# Trecho fornecido

--- --- ---

Uma seresta repentina
Fernando
Braga
Que
tempo bom, quanta recordação do passado!
Certa
ocasião há muitos e muitos anos, fomos passar um feriado em nossa fazenda em
São José do Rio Preto, eu, minha mulher, a sogra e meus quatro filhos.
Chegamos, já era noite corrida, estávamos bem alimentados, mas cansados pela
longa viajem. Descarregamos o carro, guardamos os alimentos perecíveis, fomos
assistir TV. As crianças logo adormeceram nos sofás, eu e a sogra os levamos para
as suas caminhas. Já batia meia noite quando eu e minha mulher fomos para o
quarto.
Havia chovido. O silêncio era absoluto!
Deitamos-nos
e como sempre faço, liguei o rádio em baixo volume, em uma estação onde tocava
uma música suave e adormecemos.

--- --- ---

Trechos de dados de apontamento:
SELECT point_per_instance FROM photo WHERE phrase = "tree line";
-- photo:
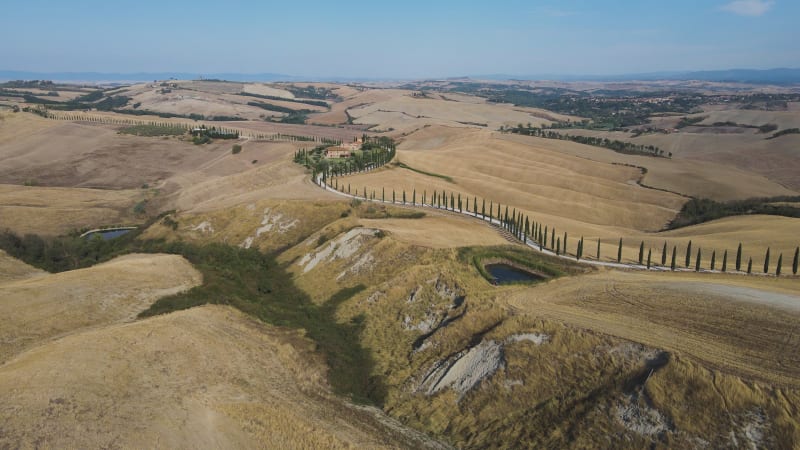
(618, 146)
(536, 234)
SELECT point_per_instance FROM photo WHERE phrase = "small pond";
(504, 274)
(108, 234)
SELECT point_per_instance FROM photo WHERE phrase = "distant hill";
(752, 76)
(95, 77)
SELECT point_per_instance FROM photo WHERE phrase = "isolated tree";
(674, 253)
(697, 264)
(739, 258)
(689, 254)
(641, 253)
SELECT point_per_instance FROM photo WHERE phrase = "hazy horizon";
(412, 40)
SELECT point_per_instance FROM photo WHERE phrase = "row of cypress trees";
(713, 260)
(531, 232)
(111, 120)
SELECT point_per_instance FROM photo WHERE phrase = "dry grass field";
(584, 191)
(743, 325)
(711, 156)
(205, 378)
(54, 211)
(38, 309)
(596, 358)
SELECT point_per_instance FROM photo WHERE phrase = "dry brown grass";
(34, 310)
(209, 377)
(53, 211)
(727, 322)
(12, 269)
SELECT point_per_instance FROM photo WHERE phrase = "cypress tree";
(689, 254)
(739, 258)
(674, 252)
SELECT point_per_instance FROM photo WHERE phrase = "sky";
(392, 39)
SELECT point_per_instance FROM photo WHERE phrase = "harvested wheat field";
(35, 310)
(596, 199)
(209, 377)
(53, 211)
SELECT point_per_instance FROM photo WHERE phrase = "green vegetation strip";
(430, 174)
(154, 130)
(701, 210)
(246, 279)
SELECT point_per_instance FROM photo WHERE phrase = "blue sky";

--- --- ---

# Tarefas a realizar
**1.** Informe quantas linhas da listagem contêm a palavra "cypress", levando em conta maiúsculas e minúsculas. Responda somente com o número.
**2.** Prossiga com o relato da seresta a partir do ponto em que ele termina.
O relato da seresta e a listagem são materiais independentes entre si.

# Respostas das tarefas
**1.** 2

**2.**
Cerca
de uma hora após, ouvimos próximo a nossa janela uma voz maravilhosa cantando
assim:
As lembranças que
trago na vida,
Você é a saudade
que eu quero ter,
Só assim sinto
você bem perto,
De mim, outra vez!
Acordei
e pensei: Como o rádio está alto! E que
musica linda!
E, a música
recomeçou:
Você foi o maior
dos meus casos,
E todos os
abraços,
Que eu nunca
esqueci...
Abri
a janela e a uns cinco metros, sobre a relva verde e molhada, estava uma dama
de negro, alta, com um violão colado ao peito, cantando com aquela voz
maravilhosa. Logo apareceram meus dois tios com suas esposas a nos festejar, batendo
palmas e querendo nos abraçar. Vestimo-nos rapidamente e saímos do quarto para
participar da alegria. Disse um dos tios, muito querido:
— Estávamos voltando
de uma festa na fazenda do Munia e sabíamos que vocês chegariam hoje e
decidimos fazer uma surpresa.
Após
muitos abraços nos apresentaram Leila, aquela bela dama de negro, a boêmia e
trovadora Leila.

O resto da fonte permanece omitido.